Exercise requirements:
- a) In the passage on corporate crises below, what percentage of the crises reported in 2009 did ICM describe as "management-related"?
- b) Condense the paragraph of the passage on corporate crises that begins "Business is well acquainted" into a short bulleted list that keeps its main facts.
- c) For each statement below, say whether it agrees with the passage on corporate crises, and quote the words of the passage that decide it: (i) ICM's annual analysis mainly covers management-related crises described in the news media. (ii) Stockholders gain money during such crises. (iii) Regular daily operations continue unchanged in organizations dealing with crises.

Headlines in newspapers and on websites around the world detail corporate crises on almost a routine basis. But their effects are far from routine. Such crises — whether in business, government, education or for-profit or nonprofit organizations — can dismantle the foundations and systems of organizations: top management may resign or, even worse, face imprisonment.
Middle management may be fired or demoted. Rank and file workers may be laid off, often with no real hope of returning to their jobs. Stockholders lose money. The public loses confidence. And the average citizen affected by the precipitating event may suffer the most: lost wages, damaged property, personal injury — even death.
Business is well acquainted with crises that include a wide and ever-expanding range of events. These can include extortions, executive kidnappings, product recalls, industrial sabotage, copyright infringement, theft of proprietary information, work-related homicides, workplace bombings, terrorist attacks and natural and man-made disasters. Regular daily operations no longer exist in organizations dealing with crises. Of most importance, however, is that crises can disrupt the perceptions of people in key leadership positions, causing them self-doubt and stress. The result is often the wrong decisions being made at the wrong time.
The Institute for Crisis Management (ICM) provides an annual detailed analysis of major crises, primarily those described in the news media that relate to management. In 2009, ICM states the majority (51 percent) of the crises reported were “management-related.” This suggests that managers and directors of organizations are doing a poor job of leading organizations through crises successfully, despite evidence that the repercussions of such crises may be severe.

Stored rows:
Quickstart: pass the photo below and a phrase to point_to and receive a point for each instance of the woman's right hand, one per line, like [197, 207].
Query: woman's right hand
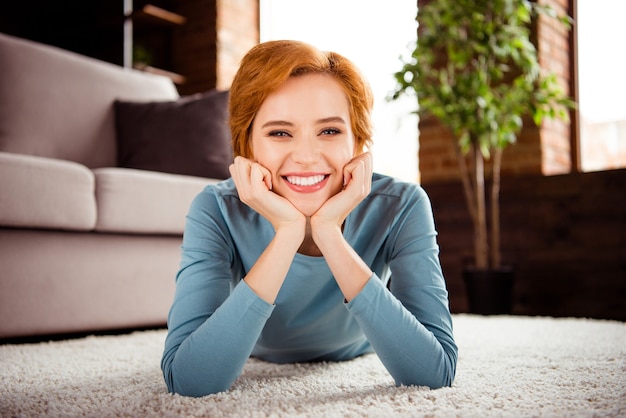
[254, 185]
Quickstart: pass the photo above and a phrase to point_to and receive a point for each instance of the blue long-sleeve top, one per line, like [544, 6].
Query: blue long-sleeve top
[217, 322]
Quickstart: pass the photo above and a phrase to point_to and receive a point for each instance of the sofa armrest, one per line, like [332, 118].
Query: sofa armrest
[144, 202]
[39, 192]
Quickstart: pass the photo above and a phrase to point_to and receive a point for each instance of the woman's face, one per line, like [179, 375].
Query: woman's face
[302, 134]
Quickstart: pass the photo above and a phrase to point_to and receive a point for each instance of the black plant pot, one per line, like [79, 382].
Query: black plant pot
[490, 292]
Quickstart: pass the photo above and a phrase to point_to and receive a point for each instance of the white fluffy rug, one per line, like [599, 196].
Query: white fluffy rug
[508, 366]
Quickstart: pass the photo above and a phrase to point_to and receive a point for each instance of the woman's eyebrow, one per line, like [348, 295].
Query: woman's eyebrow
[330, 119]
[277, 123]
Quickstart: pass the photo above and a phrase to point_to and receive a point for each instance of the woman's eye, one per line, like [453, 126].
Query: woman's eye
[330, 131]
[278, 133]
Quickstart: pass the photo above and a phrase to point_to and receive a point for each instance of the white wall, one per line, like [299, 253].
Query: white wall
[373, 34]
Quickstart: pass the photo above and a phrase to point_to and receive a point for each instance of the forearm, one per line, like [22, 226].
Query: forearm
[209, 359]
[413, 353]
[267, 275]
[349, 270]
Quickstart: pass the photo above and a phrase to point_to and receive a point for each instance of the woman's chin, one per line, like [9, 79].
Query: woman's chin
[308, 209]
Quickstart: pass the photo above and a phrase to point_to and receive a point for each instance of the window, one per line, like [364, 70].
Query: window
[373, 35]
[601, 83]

---

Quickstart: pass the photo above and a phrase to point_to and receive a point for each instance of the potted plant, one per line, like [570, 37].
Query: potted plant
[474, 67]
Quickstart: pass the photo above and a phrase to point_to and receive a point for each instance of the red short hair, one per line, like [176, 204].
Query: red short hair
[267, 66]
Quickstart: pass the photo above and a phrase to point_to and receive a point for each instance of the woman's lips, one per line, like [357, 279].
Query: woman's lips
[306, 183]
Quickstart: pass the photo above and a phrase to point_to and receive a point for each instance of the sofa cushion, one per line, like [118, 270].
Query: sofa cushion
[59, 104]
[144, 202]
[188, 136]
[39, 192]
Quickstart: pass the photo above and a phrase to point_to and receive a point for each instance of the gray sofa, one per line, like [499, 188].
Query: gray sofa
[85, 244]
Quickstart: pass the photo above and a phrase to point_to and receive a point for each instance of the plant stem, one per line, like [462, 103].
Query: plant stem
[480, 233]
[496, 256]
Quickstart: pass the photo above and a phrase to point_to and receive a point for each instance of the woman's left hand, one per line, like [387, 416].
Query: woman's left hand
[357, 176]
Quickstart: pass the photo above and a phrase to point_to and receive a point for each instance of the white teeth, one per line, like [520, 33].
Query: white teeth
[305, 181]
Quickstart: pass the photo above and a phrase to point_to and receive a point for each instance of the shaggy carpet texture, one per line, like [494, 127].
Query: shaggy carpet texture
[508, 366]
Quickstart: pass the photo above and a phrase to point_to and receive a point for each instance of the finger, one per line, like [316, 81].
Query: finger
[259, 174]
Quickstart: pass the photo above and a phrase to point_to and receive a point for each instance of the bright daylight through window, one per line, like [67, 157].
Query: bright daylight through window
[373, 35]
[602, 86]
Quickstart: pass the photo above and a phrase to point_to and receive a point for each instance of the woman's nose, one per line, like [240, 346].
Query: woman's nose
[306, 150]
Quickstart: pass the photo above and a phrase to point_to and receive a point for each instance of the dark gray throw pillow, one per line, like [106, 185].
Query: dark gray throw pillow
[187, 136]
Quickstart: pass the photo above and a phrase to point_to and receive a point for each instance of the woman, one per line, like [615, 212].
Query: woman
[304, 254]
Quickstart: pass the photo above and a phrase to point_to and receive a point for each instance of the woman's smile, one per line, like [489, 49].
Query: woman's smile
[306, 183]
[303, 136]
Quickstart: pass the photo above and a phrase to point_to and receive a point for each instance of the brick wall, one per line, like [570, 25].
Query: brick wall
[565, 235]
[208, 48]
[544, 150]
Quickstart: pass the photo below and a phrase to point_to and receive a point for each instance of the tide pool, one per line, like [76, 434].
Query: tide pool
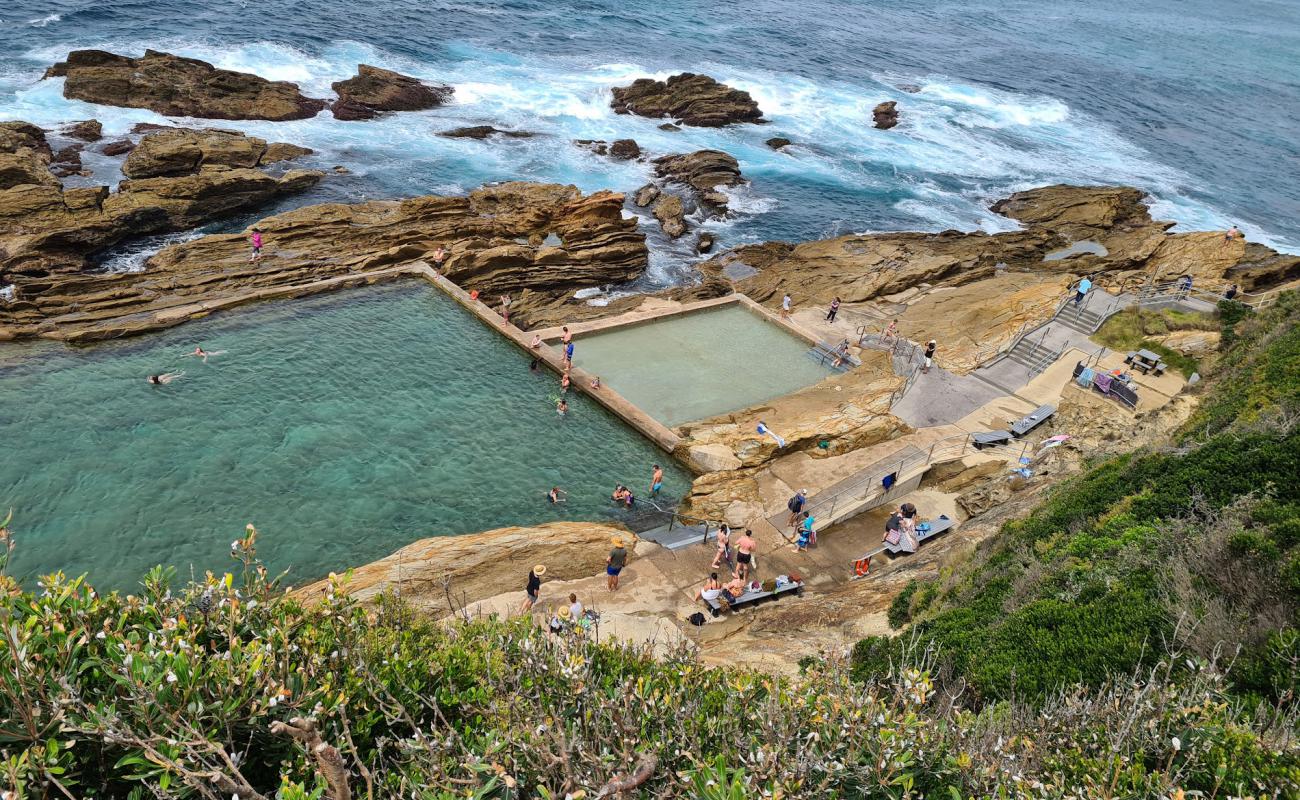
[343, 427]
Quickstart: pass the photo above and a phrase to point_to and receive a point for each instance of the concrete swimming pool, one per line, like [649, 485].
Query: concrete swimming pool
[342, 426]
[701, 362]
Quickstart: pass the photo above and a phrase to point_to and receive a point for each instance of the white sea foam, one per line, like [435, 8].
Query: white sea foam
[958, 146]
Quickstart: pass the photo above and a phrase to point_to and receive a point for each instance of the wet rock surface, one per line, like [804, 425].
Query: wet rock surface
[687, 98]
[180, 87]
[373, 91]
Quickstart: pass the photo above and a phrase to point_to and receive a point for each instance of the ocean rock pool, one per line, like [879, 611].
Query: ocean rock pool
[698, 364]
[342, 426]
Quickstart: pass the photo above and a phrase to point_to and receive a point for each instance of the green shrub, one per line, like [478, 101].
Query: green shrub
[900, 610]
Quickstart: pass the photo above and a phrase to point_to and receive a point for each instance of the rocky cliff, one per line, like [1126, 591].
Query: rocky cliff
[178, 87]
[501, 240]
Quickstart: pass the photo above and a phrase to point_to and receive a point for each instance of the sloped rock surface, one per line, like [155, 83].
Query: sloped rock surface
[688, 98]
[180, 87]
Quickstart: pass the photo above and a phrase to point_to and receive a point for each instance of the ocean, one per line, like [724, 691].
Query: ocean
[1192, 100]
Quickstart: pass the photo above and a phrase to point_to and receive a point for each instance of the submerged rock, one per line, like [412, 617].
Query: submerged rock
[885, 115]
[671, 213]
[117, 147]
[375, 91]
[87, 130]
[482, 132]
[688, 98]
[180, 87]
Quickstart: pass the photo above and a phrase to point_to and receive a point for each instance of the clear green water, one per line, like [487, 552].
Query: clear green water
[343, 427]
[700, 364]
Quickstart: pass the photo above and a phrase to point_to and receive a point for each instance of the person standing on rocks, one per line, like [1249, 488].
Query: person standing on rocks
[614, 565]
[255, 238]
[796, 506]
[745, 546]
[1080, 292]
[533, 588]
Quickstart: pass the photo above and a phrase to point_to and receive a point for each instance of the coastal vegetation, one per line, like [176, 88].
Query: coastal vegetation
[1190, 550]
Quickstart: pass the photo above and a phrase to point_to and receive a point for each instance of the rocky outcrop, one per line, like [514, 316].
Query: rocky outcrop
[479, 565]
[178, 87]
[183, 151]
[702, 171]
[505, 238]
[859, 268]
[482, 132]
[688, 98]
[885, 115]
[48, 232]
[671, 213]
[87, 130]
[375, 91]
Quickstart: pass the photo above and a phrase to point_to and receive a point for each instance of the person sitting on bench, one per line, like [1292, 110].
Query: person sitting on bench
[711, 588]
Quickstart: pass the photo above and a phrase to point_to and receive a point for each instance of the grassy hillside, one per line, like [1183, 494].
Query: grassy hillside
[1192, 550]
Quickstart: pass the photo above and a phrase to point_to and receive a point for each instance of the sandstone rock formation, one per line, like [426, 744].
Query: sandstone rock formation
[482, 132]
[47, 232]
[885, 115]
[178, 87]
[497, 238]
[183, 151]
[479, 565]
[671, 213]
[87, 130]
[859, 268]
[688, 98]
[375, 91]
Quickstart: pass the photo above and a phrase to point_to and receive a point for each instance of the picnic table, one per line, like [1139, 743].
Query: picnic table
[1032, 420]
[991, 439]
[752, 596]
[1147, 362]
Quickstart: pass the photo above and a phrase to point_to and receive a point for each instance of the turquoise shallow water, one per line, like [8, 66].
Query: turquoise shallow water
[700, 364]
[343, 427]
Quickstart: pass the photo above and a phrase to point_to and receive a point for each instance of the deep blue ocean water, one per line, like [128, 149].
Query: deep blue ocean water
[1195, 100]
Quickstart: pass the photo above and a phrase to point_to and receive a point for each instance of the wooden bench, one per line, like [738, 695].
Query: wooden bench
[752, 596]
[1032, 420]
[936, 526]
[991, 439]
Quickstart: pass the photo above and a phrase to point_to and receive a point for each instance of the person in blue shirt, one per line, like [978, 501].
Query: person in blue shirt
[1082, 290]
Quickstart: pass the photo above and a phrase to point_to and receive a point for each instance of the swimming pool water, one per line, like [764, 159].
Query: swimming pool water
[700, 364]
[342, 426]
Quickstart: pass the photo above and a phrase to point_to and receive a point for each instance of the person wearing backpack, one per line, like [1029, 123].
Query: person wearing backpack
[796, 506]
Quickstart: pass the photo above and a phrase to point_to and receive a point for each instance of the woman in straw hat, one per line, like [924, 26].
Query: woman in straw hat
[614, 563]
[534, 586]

Responses to the tasks:
- a) 51 percent, the majority.

- b)
- Businesses face a wide and growing range of crises, including extortions, executive kidnappings, product recalls, industrial sabotage, copyright infringement, theft of proprietary information, work-related homicides, workplace bombings, terrorist attacks, and natural and man-made disasters.
- During a crisis, regular daily operations no longer exist.
- Most importantly, crises can disrupt the perceptions of key leaders and cause them self-doubt and stress.
- The result is often wrong decisions made at the wrong time.

- c)
(i) Yes: "primarily those described in the news media that relate to management."
(ii) No: "Stockholders lose money."
(iii) No: "Regular daily operations no longer exist in organizations dealing with crises."